**Material provided**
-- -- --
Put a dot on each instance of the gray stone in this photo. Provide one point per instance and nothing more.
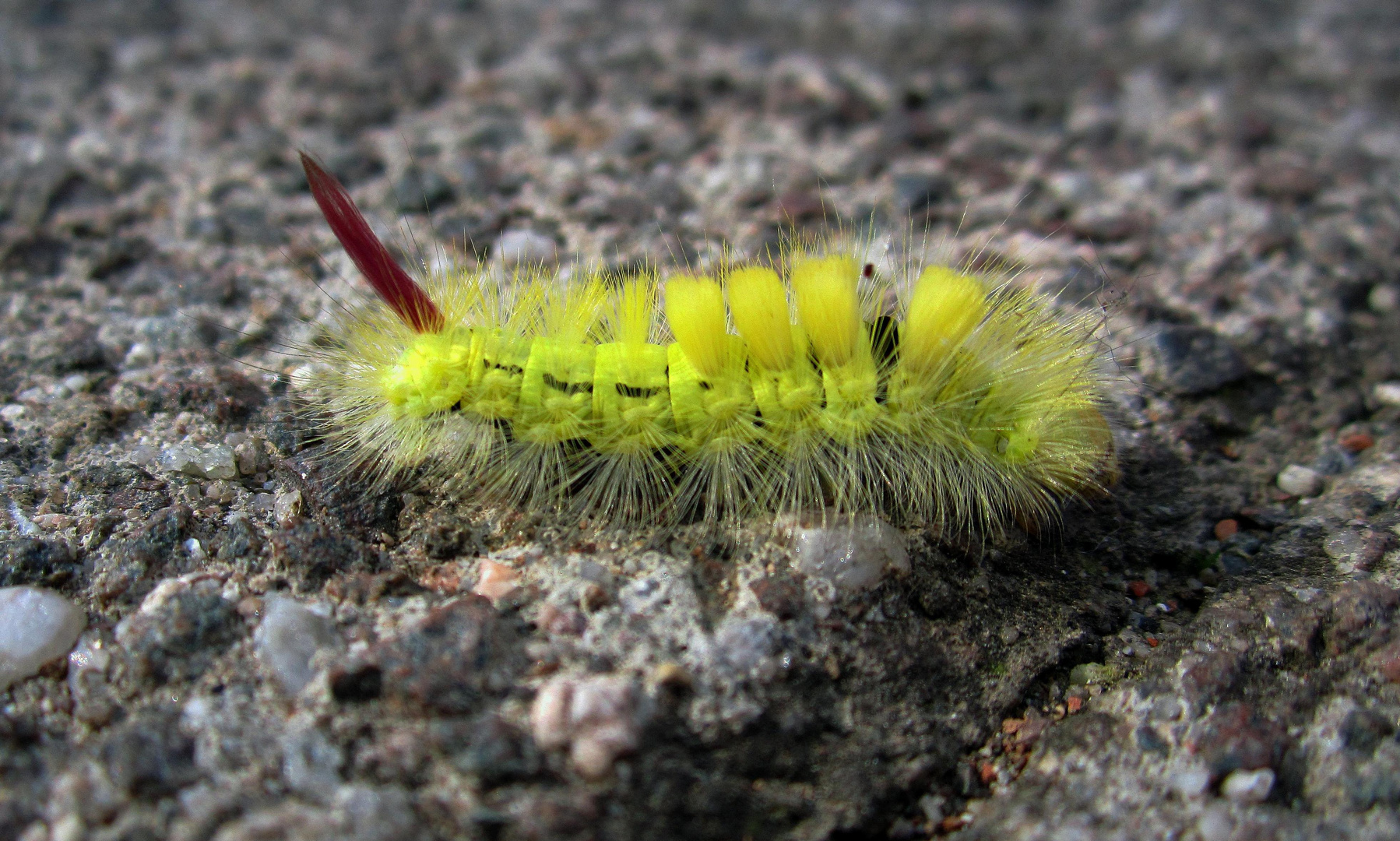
-- -- --
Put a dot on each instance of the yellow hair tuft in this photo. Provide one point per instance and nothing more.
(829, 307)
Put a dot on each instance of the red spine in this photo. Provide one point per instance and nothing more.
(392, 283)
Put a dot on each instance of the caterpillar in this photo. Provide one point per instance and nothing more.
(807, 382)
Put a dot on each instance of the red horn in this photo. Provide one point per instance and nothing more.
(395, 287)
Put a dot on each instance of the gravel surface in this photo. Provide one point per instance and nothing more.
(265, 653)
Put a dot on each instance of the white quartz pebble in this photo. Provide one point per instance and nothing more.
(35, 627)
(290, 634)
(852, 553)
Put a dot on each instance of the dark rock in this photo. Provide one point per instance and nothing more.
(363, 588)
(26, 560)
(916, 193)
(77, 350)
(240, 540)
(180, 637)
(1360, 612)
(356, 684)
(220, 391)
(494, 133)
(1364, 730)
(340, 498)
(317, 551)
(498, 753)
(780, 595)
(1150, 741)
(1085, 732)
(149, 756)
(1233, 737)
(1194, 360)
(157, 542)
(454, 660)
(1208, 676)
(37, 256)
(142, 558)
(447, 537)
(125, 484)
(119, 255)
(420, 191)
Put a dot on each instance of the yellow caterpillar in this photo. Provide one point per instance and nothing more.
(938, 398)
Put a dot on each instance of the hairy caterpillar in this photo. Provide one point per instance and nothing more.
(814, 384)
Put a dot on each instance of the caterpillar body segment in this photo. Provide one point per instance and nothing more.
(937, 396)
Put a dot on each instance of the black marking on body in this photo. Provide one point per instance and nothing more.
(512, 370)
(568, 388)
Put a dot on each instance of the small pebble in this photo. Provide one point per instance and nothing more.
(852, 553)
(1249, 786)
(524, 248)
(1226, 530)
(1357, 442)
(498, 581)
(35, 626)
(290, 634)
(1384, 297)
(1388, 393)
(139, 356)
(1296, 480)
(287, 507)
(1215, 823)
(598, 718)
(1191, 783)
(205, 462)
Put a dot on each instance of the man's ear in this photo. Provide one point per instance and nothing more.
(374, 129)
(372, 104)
-- -- --
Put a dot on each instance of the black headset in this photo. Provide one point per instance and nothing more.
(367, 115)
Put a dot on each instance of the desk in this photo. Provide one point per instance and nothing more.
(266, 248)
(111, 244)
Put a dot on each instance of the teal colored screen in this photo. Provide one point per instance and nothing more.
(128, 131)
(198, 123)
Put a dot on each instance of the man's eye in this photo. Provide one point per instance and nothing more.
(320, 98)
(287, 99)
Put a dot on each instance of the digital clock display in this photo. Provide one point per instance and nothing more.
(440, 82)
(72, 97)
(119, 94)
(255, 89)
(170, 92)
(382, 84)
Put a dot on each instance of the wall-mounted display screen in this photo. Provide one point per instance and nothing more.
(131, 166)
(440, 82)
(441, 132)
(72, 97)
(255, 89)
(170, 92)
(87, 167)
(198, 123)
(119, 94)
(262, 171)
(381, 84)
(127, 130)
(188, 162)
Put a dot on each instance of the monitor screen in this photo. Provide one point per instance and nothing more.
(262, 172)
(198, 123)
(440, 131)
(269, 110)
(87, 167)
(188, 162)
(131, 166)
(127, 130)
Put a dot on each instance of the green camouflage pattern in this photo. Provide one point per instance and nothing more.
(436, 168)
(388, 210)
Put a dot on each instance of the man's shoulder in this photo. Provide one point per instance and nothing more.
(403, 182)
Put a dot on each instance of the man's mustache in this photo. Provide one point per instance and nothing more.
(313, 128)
-- -- --
**Directions for this task**
Which lines in the material contain the word "yellow"? Copy each of them out, treating uppercase and lowercase as different.

**The response**
Put a dot on each instance of the yellow hair tuft in this photo. Provide one point per instance and nothing more.
Put a dot on each instance of the yellow caterpillar in this photo. Provide one point per instance and nothing more.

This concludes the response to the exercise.